__WHAT TO PRODUCE__.
Can you convert all of the data below into a Markdown table with the columns Row and Text, numbering each line and leaving out any blank lines?

━━━━━━━━

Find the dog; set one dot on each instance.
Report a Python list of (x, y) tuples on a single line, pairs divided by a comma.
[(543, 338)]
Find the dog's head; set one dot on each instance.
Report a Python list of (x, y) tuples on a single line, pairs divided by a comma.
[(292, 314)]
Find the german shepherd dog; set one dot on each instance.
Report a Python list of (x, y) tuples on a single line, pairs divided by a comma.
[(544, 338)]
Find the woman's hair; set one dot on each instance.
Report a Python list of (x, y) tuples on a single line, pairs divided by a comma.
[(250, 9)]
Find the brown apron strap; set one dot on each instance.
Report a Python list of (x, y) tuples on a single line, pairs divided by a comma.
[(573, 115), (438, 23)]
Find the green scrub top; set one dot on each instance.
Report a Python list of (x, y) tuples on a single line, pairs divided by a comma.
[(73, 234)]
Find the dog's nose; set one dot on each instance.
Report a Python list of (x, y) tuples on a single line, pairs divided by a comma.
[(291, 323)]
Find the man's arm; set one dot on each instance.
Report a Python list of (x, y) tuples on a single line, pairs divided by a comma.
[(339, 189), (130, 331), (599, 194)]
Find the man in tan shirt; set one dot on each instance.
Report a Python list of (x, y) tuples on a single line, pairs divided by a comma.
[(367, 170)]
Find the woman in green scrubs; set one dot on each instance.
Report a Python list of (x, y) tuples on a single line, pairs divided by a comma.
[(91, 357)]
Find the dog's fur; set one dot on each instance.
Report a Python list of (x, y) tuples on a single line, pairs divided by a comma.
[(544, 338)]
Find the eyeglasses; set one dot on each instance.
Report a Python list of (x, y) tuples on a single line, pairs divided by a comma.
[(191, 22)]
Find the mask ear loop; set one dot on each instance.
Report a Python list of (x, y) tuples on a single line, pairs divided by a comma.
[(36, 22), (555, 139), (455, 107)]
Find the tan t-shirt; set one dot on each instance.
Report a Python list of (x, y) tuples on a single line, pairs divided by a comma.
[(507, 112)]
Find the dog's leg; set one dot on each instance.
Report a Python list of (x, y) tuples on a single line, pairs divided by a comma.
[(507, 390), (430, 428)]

━━━━━━━━

__TASK RESULT__.
| Row | Text |
|---|---|
| 1 | Find the dog; set one dot on each instance. |
| 2 | Report a Python list of (x, y) tuples on a single line, pairs divided by a comma. |
| 3 | [(543, 338)] |
| 4 | Find the dog's head; set one dot on each instance. |
| 5 | Report a Python list of (x, y) tuples on a single line, pairs divided by a comma. |
| 6 | [(292, 314)] |
| 7 | Find the german shepherd dog; set one dot on each instance. |
| 8 | Report a Python list of (x, y) tuples on a single line, pairs divided by a comma. |
| 9 | [(544, 338)] |
| 10 | Find the woman's hair; set one dot on each instance. |
| 11 | Report a Python list of (x, y) tuples on a single line, pairs divided by a comma. |
| 12 | [(250, 9)] |
| 13 | Find the brown apron strap; set one dot on each instance. |
| 14 | Report a Python list of (x, y) tuples on a single line, pairs divided by a comma. |
| 15 | [(573, 115), (438, 23)] |
| 16 | Find the green scrub top; set one dot on each instance. |
| 17 | Report a Python list of (x, y) tuples on a single line, pairs divided by a comma. |
| 18 | [(73, 234)] |
| 19 | Find the dog's nose; set one dot on each instance. |
| 20 | Report a Python list of (x, y) tuples on a single line, pairs divided by a comma. |
| 21 | [(291, 323)] |
| 22 | Find the man's arm; set one dot on each instance. |
| 23 | Report a Python list of (x, y) tuples on a single line, pairs divided by a comma. |
| 24 | [(339, 189), (130, 331), (599, 194)] |
| 25 | Find the man in tan shirt; set one dot on each instance. |
| 26 | Report a Python list of (x, y) tuples on a single line, pairs divided by a comma. |
| 27 | [(367, 170)] |
| 28 | Find the woman in green scrubs; set one dot on each instance. |
| 29 | Report a Python list of (x, y) tuples on a single line, pairs divided by a comma. |
| 30 | [(91, 357)] |
| 31 | Find the dog's fur; set one dot on each instance. |
| 32 | Report a Python list of (x, y) tuples on a single line, pairs divided by a comma. |
| 33 | [(544, 338)] |
| 34 | Find the eyeglasses; set one dot on each instance. |
| 35 | Report a Python list of (x, y) tuples on a single line, pairs divided by a comma. |
| 36 | [(191, 22)] |
| 37 | Find the mask ear loop; set one dot on each instance. |
| 38 | Report a Python list of (x, y) tuples on a single line, pairs divided by a comma. |
| 39 | [(36, 22), (555, 139), (455, 107)] |
| 40 | Find the tan t-shirt; set one dot on each instance. |
| 41 | Report a Python list of (x, y) tuples on a single line, pairs divided by a comma. |
| 42 | [(507, 112)] |
| 43 | Find the dog's leg; set one dot on each instance. |
| 44 | Report a Python list of (x, y) tuples on a single line, pairs divided by a comma. |
| 45 | [(507, 390), (430, 428)] |